§ **Given exercise**:
Find each line below that contains the word "center" and copy those lines out.

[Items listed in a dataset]
** BEGIN **

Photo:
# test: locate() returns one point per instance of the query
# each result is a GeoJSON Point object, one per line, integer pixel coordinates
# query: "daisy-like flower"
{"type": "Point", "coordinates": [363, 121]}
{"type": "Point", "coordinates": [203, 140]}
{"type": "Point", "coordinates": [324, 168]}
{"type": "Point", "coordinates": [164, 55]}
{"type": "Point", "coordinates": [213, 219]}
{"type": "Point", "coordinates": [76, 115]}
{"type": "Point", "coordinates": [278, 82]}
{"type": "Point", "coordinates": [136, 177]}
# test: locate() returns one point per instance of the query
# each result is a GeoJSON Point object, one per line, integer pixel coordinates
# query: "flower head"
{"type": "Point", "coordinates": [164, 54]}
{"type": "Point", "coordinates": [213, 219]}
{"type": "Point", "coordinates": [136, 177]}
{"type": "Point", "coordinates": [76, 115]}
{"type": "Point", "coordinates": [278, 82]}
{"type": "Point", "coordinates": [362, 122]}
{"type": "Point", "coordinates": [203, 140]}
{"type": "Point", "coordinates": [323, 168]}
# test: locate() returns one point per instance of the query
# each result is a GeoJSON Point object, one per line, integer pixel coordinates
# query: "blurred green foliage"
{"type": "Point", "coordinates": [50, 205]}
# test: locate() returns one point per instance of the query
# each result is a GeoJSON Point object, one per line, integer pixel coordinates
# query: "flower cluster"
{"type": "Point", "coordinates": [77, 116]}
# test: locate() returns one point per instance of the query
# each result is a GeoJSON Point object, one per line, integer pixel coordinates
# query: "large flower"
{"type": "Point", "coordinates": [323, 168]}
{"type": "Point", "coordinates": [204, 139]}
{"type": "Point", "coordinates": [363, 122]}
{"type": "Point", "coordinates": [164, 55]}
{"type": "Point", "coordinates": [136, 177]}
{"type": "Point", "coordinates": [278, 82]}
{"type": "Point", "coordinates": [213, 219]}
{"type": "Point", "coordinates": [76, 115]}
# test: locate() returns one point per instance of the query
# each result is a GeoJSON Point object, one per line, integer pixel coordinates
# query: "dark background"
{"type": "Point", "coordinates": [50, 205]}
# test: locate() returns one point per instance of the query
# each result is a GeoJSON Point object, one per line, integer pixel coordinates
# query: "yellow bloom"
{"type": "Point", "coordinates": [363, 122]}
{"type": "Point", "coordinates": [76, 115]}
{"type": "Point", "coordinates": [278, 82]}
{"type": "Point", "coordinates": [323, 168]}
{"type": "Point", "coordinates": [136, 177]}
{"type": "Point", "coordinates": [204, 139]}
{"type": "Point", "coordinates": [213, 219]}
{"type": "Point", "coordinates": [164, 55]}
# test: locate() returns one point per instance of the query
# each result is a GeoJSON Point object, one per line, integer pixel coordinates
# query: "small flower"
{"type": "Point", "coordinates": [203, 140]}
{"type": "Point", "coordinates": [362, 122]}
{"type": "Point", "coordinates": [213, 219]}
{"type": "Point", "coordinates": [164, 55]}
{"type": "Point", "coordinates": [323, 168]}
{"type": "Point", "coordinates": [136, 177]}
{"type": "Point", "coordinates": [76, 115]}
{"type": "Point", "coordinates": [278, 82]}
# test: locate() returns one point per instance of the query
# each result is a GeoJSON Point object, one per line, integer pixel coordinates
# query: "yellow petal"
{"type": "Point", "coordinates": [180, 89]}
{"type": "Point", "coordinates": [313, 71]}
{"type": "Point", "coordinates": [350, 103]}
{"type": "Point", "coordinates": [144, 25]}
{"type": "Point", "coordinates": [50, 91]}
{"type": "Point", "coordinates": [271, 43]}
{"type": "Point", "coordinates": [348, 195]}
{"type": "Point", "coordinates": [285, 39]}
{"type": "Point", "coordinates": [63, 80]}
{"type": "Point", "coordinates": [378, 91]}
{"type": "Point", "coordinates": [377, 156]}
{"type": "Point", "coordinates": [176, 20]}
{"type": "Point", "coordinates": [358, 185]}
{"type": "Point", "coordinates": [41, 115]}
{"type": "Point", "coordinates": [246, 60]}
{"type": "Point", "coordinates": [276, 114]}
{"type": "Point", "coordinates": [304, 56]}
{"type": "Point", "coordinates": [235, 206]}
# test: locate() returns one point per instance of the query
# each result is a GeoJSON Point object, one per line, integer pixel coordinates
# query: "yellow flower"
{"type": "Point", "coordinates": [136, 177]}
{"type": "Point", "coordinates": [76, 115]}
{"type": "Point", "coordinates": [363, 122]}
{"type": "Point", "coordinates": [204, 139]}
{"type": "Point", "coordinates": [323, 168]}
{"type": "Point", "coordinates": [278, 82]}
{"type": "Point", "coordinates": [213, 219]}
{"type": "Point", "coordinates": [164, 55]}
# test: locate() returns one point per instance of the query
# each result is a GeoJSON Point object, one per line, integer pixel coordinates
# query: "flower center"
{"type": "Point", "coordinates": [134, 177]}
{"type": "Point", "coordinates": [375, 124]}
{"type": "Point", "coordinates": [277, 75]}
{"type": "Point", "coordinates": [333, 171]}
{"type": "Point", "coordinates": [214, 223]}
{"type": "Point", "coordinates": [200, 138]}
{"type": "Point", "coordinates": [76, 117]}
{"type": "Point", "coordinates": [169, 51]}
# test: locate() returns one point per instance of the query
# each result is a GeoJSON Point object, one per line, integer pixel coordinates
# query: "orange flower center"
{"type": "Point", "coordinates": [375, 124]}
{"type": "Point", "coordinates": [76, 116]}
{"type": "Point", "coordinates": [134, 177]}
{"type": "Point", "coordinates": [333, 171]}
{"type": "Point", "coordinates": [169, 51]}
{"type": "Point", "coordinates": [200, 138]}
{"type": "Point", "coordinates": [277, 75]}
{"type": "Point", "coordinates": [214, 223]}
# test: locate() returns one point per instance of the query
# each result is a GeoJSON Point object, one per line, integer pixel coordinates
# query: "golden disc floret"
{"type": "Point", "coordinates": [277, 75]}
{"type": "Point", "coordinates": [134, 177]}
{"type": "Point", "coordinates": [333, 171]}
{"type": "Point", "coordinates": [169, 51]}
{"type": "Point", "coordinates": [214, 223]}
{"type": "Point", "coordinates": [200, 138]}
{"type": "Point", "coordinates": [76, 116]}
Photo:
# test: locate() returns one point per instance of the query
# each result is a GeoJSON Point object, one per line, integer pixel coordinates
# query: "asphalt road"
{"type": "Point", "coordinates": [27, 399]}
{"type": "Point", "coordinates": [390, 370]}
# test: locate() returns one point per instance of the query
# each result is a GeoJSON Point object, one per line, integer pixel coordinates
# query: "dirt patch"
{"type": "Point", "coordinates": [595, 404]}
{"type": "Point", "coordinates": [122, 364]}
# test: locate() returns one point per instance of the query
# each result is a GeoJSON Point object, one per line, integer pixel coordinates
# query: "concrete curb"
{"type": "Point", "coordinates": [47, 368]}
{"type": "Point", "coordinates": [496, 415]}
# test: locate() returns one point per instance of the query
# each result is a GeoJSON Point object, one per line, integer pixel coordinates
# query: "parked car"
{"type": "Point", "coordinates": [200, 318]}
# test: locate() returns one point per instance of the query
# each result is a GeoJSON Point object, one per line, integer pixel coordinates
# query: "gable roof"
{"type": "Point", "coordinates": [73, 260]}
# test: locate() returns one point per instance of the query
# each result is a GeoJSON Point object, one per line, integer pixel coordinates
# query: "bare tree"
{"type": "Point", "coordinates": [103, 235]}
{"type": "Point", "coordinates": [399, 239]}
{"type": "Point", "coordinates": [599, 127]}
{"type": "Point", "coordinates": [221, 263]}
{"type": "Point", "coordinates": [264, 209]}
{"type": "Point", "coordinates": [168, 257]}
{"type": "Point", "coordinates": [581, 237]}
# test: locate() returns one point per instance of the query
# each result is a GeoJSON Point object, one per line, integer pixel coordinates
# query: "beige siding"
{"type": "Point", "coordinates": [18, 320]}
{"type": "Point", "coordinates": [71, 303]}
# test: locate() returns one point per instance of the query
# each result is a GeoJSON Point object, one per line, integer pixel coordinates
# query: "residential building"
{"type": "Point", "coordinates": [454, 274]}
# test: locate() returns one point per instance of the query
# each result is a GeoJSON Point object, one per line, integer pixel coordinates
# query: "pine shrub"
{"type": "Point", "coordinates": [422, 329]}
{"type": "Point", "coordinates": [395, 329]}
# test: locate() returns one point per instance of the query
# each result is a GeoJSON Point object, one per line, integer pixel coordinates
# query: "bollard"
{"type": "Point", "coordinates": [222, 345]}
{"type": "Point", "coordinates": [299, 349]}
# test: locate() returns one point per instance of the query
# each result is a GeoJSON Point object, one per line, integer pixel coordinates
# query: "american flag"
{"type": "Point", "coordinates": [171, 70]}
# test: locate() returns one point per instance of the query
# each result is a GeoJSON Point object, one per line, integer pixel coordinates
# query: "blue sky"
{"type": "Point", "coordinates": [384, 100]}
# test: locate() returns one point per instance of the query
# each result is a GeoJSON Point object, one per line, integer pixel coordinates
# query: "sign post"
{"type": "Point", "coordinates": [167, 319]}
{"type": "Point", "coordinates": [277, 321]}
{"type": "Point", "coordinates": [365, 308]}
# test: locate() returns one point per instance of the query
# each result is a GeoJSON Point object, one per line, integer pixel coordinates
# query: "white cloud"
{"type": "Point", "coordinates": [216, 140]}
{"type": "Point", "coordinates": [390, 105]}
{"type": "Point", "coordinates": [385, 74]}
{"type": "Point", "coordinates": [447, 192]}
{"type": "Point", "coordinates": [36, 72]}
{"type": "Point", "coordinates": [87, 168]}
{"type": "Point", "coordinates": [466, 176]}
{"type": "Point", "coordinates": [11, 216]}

** END **

§ **Final result**:
# query: "flower center"
# query: "orange flower center"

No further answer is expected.